Collected data:
# # # # # # #

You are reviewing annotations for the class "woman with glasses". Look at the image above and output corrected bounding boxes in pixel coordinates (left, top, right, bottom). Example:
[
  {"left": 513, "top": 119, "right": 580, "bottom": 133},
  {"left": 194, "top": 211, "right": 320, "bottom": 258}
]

# # # # # # #

- **SET PROBLEM**: Copy the lines above word for word, with nothing changed.

- **WRITTEN RESPONSE**:
You are reviewing annotations for the class "woman with glasses". Look at the image above and output corrected bounding boxes in pixel coordinates (left, top, right, bottom). Example:
[
  {"left": 513, "top": 119, "right": 580, "bottom": 133},
  {"left": 194, "top": 211, "right": 320, "bottom": 258}
]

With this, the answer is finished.